— START OF MATERIAL SHOWN —
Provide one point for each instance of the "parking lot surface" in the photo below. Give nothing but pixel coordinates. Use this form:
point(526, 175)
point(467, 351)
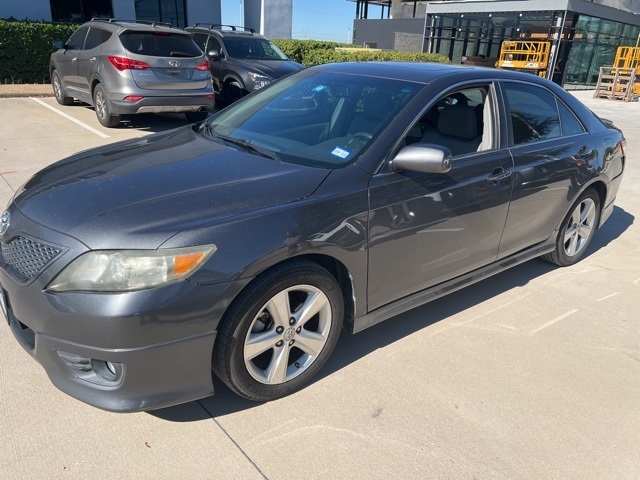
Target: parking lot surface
point(533, 373)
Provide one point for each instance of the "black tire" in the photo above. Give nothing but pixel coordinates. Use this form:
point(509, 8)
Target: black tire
point(281, 361)
point(103, 109)
point(58, 89)
point(577, 230)
point(196, 116)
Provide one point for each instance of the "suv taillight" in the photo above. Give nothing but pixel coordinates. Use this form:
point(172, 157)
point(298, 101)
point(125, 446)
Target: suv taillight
point(124, 63)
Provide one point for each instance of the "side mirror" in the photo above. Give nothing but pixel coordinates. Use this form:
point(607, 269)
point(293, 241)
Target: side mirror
point(423, 157)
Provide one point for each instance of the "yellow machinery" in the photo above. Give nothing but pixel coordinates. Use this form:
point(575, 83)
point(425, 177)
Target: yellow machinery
point(629, 57)
point(525, 55)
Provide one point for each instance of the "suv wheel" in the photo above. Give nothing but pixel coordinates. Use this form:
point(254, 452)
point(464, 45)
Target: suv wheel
point(103, 111)
point(233, 91)
point(58, 90)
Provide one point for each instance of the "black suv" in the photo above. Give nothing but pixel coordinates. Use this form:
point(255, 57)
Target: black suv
point(241, 59)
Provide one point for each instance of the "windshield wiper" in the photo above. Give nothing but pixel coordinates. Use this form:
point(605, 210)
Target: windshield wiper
point(246, 144)
point(180, 54)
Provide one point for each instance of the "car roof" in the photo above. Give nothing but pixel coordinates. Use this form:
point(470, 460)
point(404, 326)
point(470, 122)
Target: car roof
point(425, 72)
point(225, 30)
point(138, 25)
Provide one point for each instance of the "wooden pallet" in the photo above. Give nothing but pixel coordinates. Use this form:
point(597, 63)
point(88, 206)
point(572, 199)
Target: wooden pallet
point(616, 83)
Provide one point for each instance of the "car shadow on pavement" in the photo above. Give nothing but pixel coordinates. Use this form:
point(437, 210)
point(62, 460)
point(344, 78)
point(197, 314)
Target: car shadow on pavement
point(351, 348)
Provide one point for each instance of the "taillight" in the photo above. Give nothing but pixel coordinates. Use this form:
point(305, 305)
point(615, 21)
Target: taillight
point(124, 63)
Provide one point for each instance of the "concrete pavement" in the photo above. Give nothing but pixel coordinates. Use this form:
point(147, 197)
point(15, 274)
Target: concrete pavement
point(534, 373)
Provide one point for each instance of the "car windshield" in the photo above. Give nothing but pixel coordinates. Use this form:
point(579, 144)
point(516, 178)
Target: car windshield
point(253, 49)
point(159, 44)
point(321, 119)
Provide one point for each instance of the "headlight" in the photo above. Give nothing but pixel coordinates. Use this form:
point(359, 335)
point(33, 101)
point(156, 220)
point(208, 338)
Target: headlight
point(129, 270)
point(259, 80)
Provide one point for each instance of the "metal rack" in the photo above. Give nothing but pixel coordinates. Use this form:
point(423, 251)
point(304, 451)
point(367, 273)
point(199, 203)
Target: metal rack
point(616, 83)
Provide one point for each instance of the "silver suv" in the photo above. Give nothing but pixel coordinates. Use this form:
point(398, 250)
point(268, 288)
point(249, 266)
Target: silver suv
point(126, 67)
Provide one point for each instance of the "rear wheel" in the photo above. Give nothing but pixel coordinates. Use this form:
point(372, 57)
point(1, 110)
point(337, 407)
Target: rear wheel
point(103, 110)
point(577, 230)
point(280, 331)
point(58, 90)
point(196, 116)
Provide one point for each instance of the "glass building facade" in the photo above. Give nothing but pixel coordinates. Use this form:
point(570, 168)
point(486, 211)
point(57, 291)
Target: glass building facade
point(581, 43)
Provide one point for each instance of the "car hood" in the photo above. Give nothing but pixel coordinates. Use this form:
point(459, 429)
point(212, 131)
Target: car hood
point(138, 193)
point(272, 68)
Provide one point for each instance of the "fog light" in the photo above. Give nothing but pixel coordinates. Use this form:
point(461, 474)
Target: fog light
point(98, 372)
point(111, 367)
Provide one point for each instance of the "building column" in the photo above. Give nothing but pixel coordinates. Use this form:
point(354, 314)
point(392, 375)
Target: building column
point(204, 11)
point(272, 18)
point(124, 9)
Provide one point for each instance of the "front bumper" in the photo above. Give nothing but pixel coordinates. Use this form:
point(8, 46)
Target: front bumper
point(117, 351)
point(164, 104)
point(145, 378)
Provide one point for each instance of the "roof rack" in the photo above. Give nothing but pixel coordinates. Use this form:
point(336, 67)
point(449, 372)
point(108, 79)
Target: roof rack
point(217, 26)
point(122, 20)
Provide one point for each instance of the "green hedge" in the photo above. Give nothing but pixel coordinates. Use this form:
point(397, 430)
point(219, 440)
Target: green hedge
point(25, 48)
point(313, 52)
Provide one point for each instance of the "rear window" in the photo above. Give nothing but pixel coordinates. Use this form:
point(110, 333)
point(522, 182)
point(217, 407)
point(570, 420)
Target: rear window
point(161, 44)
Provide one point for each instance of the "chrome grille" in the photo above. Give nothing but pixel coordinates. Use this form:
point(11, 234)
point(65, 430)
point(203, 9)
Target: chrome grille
point(27, 257)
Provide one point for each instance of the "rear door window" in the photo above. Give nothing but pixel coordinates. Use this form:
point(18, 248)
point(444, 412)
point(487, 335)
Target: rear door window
point(161, 44)
point(76, 41)
point(570, 123)
point(96, 37)
point(533, 112)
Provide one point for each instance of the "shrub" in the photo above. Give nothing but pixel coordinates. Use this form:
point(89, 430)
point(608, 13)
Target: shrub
point(313, 52)
point(25, 48)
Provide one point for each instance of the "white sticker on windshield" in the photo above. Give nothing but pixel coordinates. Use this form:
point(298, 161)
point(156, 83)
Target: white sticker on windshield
point(340, 152)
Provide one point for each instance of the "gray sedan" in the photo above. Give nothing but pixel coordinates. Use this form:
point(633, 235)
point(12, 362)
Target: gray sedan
point(335, 198)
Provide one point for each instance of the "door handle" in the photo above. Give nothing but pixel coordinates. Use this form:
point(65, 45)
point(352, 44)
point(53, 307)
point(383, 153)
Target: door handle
point(498, 175)
point(584, 151)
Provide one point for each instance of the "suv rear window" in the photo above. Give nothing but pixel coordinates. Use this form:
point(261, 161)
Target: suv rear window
— END OF MATERIAL SHOWN —
YOUR OBJECTIVE:
Could you gather every line of the data above that contains the word "shadow" and copy each one out in full?

ANSWER TO THIS EXERCISE:
Provide one point for each instance of the "car shadow on pavement" in the photo above. Give nothing but pixel coordinates. Use this form:
Target: car shadow on pavement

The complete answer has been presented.